[Lines of data]
==================================================

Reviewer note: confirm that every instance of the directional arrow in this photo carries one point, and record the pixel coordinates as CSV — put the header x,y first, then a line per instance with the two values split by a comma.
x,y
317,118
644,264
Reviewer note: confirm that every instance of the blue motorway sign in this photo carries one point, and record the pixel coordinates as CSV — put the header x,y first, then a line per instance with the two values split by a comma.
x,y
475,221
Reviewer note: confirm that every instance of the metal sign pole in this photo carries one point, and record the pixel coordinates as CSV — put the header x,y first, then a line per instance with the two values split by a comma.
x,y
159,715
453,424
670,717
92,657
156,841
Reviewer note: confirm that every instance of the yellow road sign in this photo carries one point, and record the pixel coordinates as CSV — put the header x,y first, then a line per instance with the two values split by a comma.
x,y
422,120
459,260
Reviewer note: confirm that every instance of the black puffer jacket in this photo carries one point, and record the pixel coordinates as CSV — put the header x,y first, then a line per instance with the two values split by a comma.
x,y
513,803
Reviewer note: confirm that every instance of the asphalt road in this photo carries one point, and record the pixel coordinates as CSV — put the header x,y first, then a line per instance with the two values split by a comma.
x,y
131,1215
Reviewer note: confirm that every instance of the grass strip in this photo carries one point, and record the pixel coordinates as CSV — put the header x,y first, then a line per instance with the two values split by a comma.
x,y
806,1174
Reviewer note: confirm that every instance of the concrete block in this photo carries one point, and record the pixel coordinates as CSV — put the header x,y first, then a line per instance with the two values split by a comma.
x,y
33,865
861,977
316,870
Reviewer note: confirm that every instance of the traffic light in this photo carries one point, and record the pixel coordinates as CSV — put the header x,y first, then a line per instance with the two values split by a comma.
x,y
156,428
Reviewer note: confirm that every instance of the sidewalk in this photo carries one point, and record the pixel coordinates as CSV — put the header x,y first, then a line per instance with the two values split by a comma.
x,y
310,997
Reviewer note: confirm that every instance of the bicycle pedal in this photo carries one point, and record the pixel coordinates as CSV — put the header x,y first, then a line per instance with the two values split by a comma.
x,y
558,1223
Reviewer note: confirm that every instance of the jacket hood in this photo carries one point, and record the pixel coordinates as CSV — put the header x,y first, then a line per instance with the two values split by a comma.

==================================================

*What to produce*
Transcribe all of the lines above without altering anything.

*Output below*
Reviewer note: confirm that every instance of the directional arrow in this photo carries one point, and record the pixel coordinates as CSV — put the header x,y first, then a line per instance with the two values split by a comma.
x,y
317,118
644,264
Reviewer note: confirm that every instance of the blue motorway sign in this photo carries one point, and record the pixel coordinates as CSV — put the header x,y first, then a line per instance with the two values split by a comma.
x,y
475,221
Reviewer note: confirm that every instance of the metal sign pole in this photo carries one point, and record the pixel coordinates as CSV — put the header x,y first, then a line per instance with the two values split by a comma.
x,y
159,715
453,424
670,717
92,657
156,841
Reviewer note: confirm that every instance of the yellow road sign in this photo carries one point, and record the pixel coordinates as CSV — put the header x,y first, then a line per instance with the two values split by a comma.
x,y
422,120
459,260
Reviewer note: confirm that every instance of the black puffer jacket in this photo carries one point, and record the pixel coordinates as CSV — put the header x,y first, then a line per instance with the two values split by a comma.
x,y
513,803
Reviewer note: confirm that every instance of the asphalt road in this photo carries one point, and record the pixel coordinates as CSV — put the header x,y first, then a line per instance with the two values split by a comma.
x,y
131,1215
Reviewer note: confirm that every instance of the grass strip in this photo carries one point, and record the pixel coordinates as CSV — put the header x,y first, then a line per instance with the two values split by a comma.
x,y
806,1174
Reviewer note: confirm that every instance of the concrete block in this photo carries one point, and record the pixel coordinates as CSV — put the header x,y first, then a line per instance with the two values split by a comma.
x,y
33,865
861,977
316,870
Reviewer note: confirm that every instance of the traffic light in this photo carries one point, and record the pixel coordinates as CSV — put the header x,y first, then a line per instance with the two values split by a comma.
x,y
156,428
Reviewer note: confirm that every instance of the sidewalk in this photo carries one point, and record the pixel coordinates as CSV — put the header x,y first, then a line per instance with the two values split by a comma.
x,y
310,997
Reviewer note: confirm that every instance of the bicycle pedal in this photo carries one point, and record the pixel coordinates as CSV — put the header x,y first, then a line per instance with the two values split by a comma.
x,y
558,1223
Reviewer note: confirm that every instance of the jacket hood in this photo carries one point, and record the pixel coordinates as CSV — put the header x,y first, then a line per instance with the two values split by a comma.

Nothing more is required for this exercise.